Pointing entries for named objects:

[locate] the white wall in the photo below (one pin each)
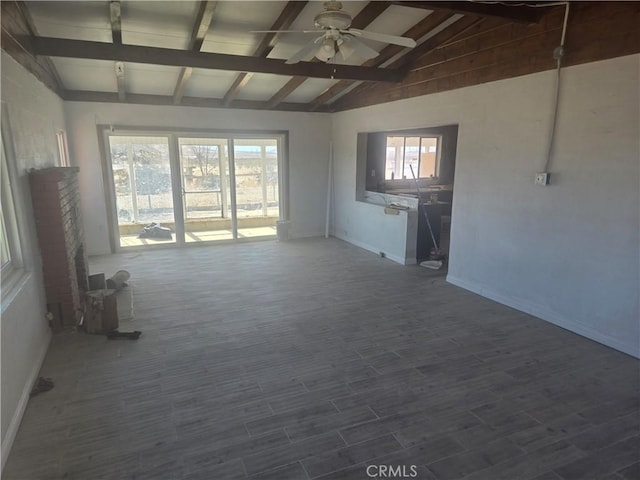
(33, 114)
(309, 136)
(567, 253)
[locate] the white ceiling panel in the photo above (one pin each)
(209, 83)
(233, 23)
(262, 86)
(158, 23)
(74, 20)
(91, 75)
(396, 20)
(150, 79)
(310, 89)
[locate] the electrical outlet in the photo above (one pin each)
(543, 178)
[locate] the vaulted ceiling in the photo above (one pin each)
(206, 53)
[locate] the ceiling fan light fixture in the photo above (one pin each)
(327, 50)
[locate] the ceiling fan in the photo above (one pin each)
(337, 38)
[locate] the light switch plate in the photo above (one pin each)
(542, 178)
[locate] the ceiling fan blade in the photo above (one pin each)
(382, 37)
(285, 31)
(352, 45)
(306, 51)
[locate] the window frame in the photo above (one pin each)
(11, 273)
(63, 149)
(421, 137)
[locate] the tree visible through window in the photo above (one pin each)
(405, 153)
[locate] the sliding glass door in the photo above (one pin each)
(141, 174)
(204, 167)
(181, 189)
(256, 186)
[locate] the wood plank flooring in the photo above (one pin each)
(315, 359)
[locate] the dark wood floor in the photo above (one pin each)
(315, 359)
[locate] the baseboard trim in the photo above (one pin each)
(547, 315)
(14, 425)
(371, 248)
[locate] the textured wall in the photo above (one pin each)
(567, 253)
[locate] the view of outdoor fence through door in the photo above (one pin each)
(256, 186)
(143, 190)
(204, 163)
--
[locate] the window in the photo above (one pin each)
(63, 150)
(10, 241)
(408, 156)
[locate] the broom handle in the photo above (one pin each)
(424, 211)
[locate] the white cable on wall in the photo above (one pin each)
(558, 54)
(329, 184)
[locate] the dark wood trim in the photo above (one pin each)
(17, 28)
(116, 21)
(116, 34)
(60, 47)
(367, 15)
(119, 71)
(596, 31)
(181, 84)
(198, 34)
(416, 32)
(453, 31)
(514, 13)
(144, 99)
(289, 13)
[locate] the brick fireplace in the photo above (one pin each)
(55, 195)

## Work instructions
Gather every line of the data above that contains the string "window". Treat uppercase and lowercase letters as different.

## Output for this exercise
[locate] the window frame in the photo above (one pin each)
[locate] the tree visible through window in the photo above (one pin each)
[locate] the window in the photo above (one pin each)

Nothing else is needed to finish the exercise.